TASK: Transcribe the listing word for word.

[BEGIN]

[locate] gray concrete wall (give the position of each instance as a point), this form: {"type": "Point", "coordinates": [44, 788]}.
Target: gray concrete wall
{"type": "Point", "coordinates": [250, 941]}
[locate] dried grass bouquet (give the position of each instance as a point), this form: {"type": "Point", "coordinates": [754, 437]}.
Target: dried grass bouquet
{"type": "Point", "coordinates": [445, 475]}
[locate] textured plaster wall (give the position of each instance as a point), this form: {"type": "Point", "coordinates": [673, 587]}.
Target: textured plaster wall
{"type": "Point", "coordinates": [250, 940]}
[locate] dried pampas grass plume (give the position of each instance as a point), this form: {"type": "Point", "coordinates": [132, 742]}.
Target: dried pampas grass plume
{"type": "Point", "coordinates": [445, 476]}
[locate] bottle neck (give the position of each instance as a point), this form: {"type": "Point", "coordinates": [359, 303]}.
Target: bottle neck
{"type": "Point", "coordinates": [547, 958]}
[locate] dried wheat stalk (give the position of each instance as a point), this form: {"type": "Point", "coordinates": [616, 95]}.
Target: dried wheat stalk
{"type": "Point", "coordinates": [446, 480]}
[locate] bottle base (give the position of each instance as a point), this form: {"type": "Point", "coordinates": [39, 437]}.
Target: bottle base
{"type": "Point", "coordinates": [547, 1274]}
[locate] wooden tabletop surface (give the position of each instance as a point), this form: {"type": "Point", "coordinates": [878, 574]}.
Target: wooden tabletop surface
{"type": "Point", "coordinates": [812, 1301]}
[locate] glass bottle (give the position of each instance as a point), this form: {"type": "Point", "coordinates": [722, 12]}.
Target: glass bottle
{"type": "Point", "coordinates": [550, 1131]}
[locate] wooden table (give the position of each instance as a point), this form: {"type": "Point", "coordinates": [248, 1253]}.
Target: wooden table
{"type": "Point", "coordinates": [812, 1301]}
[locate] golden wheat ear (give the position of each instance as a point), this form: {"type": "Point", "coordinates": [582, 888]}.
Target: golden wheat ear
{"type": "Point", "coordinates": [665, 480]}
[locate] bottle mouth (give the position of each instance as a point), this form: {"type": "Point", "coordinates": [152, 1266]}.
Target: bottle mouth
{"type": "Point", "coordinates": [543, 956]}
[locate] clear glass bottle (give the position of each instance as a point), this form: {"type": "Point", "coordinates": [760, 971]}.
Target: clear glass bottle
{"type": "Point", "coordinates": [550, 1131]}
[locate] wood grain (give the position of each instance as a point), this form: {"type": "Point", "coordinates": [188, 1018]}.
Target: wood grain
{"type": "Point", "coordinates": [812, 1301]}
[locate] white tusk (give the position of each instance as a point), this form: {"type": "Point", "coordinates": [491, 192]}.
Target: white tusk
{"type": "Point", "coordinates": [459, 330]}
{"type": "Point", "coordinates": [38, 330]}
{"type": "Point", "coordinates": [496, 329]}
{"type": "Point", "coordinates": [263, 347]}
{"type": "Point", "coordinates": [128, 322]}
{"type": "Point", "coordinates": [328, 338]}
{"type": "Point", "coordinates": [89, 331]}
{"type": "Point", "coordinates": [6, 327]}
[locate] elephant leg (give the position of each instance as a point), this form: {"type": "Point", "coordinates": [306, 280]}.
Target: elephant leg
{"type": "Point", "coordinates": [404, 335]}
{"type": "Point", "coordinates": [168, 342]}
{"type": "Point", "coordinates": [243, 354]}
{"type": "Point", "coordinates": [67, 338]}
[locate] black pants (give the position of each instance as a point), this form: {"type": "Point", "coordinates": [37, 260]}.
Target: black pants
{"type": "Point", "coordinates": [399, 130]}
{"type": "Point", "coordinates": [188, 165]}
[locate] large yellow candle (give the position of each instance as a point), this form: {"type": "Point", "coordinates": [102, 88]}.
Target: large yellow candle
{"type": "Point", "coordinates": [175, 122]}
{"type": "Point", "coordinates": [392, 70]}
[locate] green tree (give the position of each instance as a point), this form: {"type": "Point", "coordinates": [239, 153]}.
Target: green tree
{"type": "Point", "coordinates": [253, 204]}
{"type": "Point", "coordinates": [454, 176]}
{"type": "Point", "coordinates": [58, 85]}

[END]

WORKED ANSWER:
[locate] gray concrete wall (give the position of each instance as a point), this form: {"type": "Point", "coordinates": [44, 788]}.
Target: gray concrete wall
{"type": "Point", "coordinates": [250, 941]}
[locate] dried grass bouquet (give the position of each instance as a point), this form: {"type": "Point", "coordinates": [754, 437]}.
Target: dried grass bouquet
{"type": "Point", "coordinates": [445, 475]}
[locate] textured plaster wall (give the position of each instance as a point), this form: {"type": "Point", "coordinates": [673, 587]}.
Target: textured plaster wall
{"type": "Point", "coordinates": [250, 940]}
[locate] dried pampas grass plume (give the position of each instance as a point), this form: {"type": "Point", "coordinates": [132, 742]}.
Target: dried pampas grass plume
{"type": "Point", "coordinates": [445, 476]}
[locate] bottle neck (give the position of each instance as a point), this form: {"type": "Point", "coordinates": [359, 303]}.
Target: bottle neck
{"type": "Point", "coordinates": [547, 958]}
[locate] dried wheat stalk (give the position of each instance as a point), this form: {"type": "Point", "coordinates": [616, 95]}.
Target: dried wheat stalk
{"type": "Point", "coordinates": [446, 480]}
[locate] bottle base (give the position of each instance as a point), this form: {"type": "Point", "coordinates": [39, 437]}.
Target: bottle base
{"type": "Point", "coordinates": [547, 1274]}
[locate] wooden tabletop surface (give the position of each instance as a point), this form: {"type": "Point", "coordinates": [878, 574]}.
Target: wooden tabletop surface
{"type": "Point", "coordinates": [812, 1301]}
[locate] glass bottle (give the position of each instance as a point), this form: {"type": "Point", "coordinates": [722, 12]}.
Target: glass bottle
{"type": "Point", "coordinates": [550, 1131]}
[locate] wooden table (give the position of each instance as a point), this form: {"type": "Point", "coordinates": [248, 1253]}.
Target: wooden table
{"type": "Point", "coordinates": [812, 1301]}
[locate] golden wheat ear (give the position of each instance as a point), this form: {"type": "Point", "coordinates": [582, 888]}.
Target: golden wheat ear
{"type": "Point", "coordinates": [665, 480]}
[locate] bottle mouth (give the position of each instance as a point), this form: {"type": "Point", "coordinates": [152, 1266]}.
Target: bottle mouth
{"type": "Point", "coordinates": [543, 956]}
[locate] clear glass bottle (give the position of each instance as a point), this form: {"type": "Point", "coordinates": [760, 971]}.
Target: clear glass bottle
{"type": "Point", "coordinates": [550, 1131]}
[locate] wood grain (give the position of each instance as a point), this form: {"type": "Point", "coordinates": [188, 1018]}.
Target: wood grain
{"type": "Point", "coordinates": [812, 1301]}
[locate] white tusk (give the position of each instance as a point), this form: {"type": "Point", "coordinates": [491, 192]}.
Target: white tusk
{"type": "Point", "coordinates": [459, 330]}
{"type": "Point", "coordinates": [38, 330]}
{"type": "Point", "coordinates": [496, 329]}
{"type": "Point", "coordinates": [263, 347]}
{"type": "Point", "coordinates": [128, 322]}
{"type": "Point", "coordinates": [328, 338]}
{"type": "Point", "coordinates": [89, 331]}
{"type": "Point", "coordinates": [6, 327]}
[locate] elephant leg (give the position of each instance as a point), this form: {"type": "Point", "coordinates": [306, 280]}.
Target: elephant leg
{"type": "Point", "coordinates": [404, 335]}
{"type": "Point", "coordinates": [168, 342]}
{"type": "Point", "coordinates": [243, 354]}
{"type": "Point", "coordinates": [67, 338]}
[locate] black pants (give the position of each instance as a point), this form: {"type": "Point", "coordinates": [37, 260]}.
Target: black pants
{"type": "Point", "coordinates": [399, 130]}
{"type": "Point", "coordinates": [188, 165]}
[locate] large yellow candle (give the position of each instance as a point), this form: {"type": "Point", "coordinates": [102, 88]}.
Target: large yellow candle
{"type": "Point", "coordinates": [175, 122]}
{"type": "Point", "coordinates": [392, 70]}
[locate] green tree (give the position of each instance as a point), this form: {"type": "Point", "coordinates": [239, 153]}.
Target: green tree
{"type": "Point", "coordinates": [253, 204]}
{"type": "Point", "coordinates": [454, 176]}
{"type": "Point", "coordinates": [58, 85]}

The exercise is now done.